Sorular:
(a) Aşağıdaki (i), (ii) ve (iii) ifadelerinin psikolog ile psikiyatrist farkını anlatan metne uyup uymadığını belirtin. Her biri için evet ya da hayır deyin ve kararı belirleyen sözleri metinden aynen alıntılayın.
(i) Psikiyatristler uygun gördüklerinde reçete yazabilir.
(ii) Psikologlarla psikiyatristlerin birlikte çalıştığı bir örnek bulunmamaktadır.
(iii) Psikologlar, psikiyatrik değerlendirmeye ihtiyaç duyan danışanlarını psikiyatristlere yönlendirir.
(b) Psikolog ile psikiyatrist arasındaki farkı anlatan metni son cümlesinden sonra sürdürerek yazın.

Yetişkinlerin ve ailelerin zihnini sorgulayan bir diğer soru da psikiyatriste ya da bir psikologa mı; hangisine başvurulmalı sorusudur. Psikolog ve psikiyatrist arasındaki en temel fark; psikiyatristlerin; üniversitelerin tıp fakültelerinden mezun olmuş ve uzmanlıklarını "psikiyatri" alanında yapmış olmalarıdır. Dolayısıyla psikiyatristler uygun gördüklerinde reçete yazabilir; ilaç kullanımı isteyebilirler. Psikologlar ise üniversitelerin ülkemizde fen-edebiyat veya yurtdışındaki üniversitelerin sosyal bilimler ve psikoloji fakültelerinden mezun olmakta; akademik olarak uzmanlaşmak için yüksek lisans ve/veya doktora yapmaktadırlar. Psikolog ve psikiyatristlerin birlikte çalıştığı birçok örnek mevcuttur. Bazı durumlarda psikiyatristler; çocukların ve yetişkinlerin ilaç düzenlemeleri konusunda yardımcı olarak; terapi sürecini psikologlara bırakmaktadır. Psikologlar ise psikiyatrik değerlendirme ihtiyacı olan danışanlarını; psikiyatristlere yönlendirmekte ve terapi sürecini birlikte takip edebilmektedirler.

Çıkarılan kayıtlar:

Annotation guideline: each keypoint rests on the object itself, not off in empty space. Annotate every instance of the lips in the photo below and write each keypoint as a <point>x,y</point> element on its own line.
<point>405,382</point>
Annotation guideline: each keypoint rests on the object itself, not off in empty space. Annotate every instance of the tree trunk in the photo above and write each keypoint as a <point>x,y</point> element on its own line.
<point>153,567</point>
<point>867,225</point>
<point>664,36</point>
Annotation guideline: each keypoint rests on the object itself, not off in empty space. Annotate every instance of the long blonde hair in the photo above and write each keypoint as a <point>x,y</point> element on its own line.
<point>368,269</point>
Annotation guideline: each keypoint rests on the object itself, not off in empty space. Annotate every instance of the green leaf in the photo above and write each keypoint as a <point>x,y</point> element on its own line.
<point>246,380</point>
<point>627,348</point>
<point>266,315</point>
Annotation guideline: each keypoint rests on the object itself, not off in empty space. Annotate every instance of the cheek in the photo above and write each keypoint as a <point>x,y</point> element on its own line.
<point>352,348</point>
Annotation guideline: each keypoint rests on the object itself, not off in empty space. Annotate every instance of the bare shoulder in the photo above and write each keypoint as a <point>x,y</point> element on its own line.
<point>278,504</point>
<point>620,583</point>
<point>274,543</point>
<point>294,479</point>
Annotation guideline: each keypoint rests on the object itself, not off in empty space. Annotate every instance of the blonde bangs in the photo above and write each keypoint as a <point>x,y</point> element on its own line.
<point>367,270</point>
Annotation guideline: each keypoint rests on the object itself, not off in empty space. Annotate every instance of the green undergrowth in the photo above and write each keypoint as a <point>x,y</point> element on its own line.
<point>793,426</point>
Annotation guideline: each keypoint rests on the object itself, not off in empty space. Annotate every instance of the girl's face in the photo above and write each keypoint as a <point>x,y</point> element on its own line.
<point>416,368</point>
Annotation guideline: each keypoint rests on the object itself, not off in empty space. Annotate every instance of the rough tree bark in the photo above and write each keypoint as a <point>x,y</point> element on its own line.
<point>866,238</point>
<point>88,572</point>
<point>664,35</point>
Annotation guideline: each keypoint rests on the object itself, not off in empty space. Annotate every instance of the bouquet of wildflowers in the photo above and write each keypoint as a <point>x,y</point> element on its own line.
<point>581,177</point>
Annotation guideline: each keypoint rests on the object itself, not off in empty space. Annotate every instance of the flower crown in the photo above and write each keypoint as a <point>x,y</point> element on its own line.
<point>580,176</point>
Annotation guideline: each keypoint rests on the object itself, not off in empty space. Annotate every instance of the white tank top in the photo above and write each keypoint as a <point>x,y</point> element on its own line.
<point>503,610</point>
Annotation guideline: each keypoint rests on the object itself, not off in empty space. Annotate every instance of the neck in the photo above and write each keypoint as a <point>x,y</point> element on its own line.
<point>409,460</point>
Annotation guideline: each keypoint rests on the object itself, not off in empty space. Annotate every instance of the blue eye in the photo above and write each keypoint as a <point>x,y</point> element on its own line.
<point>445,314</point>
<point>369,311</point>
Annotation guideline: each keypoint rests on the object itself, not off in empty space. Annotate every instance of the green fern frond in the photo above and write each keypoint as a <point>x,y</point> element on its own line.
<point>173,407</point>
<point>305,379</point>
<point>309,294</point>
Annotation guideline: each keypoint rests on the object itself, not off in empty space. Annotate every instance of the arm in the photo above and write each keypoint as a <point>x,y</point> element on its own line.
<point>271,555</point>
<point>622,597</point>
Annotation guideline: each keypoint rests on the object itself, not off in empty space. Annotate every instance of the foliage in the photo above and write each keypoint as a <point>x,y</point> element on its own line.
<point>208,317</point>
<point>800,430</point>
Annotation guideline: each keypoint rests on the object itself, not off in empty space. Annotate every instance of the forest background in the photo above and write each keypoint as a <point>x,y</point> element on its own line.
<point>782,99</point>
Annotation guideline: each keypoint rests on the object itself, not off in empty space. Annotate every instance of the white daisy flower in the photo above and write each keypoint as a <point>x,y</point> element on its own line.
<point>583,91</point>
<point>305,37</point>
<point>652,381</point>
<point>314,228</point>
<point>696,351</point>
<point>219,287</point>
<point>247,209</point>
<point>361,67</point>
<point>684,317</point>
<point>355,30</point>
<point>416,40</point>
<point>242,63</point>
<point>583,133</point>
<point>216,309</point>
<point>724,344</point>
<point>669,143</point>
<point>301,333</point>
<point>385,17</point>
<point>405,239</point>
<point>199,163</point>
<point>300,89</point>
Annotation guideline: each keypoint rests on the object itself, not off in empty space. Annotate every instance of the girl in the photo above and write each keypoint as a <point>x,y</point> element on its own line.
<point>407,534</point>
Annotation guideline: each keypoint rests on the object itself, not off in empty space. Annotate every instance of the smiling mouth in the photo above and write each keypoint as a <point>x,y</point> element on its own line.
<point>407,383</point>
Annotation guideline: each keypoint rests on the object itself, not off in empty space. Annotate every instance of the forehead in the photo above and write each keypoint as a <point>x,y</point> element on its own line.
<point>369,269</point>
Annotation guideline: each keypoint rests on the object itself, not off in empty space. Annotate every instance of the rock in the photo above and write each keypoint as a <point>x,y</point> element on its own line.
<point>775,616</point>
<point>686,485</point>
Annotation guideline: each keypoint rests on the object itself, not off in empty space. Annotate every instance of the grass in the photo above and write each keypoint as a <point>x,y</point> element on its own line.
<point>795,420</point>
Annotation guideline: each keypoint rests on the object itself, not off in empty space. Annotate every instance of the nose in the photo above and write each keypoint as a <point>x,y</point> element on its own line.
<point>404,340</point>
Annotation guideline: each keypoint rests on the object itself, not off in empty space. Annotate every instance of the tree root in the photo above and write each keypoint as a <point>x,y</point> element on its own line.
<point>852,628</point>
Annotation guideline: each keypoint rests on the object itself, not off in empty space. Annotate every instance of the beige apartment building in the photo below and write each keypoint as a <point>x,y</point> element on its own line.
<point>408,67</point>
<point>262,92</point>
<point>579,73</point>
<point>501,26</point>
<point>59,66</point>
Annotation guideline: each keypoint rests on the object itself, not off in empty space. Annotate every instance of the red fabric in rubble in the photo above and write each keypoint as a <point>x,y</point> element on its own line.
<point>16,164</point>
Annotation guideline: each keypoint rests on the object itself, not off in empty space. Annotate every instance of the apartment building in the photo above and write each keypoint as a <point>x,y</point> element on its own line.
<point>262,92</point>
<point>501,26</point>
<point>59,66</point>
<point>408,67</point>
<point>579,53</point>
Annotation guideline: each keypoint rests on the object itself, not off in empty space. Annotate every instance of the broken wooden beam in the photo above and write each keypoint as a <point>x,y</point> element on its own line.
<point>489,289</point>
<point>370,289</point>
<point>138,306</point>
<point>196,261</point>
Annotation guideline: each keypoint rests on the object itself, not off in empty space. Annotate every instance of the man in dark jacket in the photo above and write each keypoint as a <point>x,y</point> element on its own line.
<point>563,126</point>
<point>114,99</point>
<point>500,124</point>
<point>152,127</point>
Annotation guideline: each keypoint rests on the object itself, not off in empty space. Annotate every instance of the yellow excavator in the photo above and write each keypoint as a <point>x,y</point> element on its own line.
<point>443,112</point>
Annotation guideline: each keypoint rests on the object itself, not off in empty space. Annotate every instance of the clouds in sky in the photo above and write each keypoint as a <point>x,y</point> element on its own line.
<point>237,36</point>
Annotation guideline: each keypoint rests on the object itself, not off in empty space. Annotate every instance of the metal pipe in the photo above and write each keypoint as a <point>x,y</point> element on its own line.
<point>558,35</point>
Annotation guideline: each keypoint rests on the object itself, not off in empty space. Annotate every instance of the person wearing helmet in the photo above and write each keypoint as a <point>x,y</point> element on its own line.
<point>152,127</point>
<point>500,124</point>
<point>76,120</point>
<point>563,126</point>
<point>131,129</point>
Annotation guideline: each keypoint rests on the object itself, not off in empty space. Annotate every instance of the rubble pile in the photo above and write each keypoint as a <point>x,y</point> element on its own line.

Görev Sonuçları:
(a)
(i) Evet: "Dolayısıyla psikiyatristler uygun gördüklerinde reçete yazabilir"
(ii) Hayır: "Psikolog ve psikiyatristlerin birlikte çalıştığı birçok örnek mevcuttur."
(iii) Evet: "Psikologlar ise psikiyatrik değerlendirme ihtiyacı olan danışanlarını; psikiyatristlere yönlendirmekte"

(b)
"Psikolog" Ne Yapmaz?
Psikolog; ilaç yazmaz ve herhangi bir ilaç önermez.
Psikolog; seanslarda konuşulan konuları başkaları ile paylaşmaz; kişiler arasında laf taşımaz.
Psikolog; insanları yargılamaz ve eleştirmez.
Psikolog; insanların düşüncelerini okumaz ve nasıl bir insan olduklarına dair yargılara varmaz.
Psikolog; kişiyi asla kendi istekleri ve düşünceleri doğrultusunda yönlendirmez ve herhangi bir şey yapmaya zorlamaz.
Psikolog; danışanları adına kararlar vermez ya da danışanlarının kararlarını değiştirmeye zorlamaz.
Psikolog; sihirli değnek değmiş gibi sizi iyileştirmeyi garantilemez.
Psikolog; kesinlikle sizi bir araştırmaya girmeye; bir anketi doldurmaya ya da bir uygulamaya zorlamaz.
Psikolog; sizinle terapi seansları dışında görüşmez; arkadaşlık ya da başka bir sosyal ilişki içerisine girmez.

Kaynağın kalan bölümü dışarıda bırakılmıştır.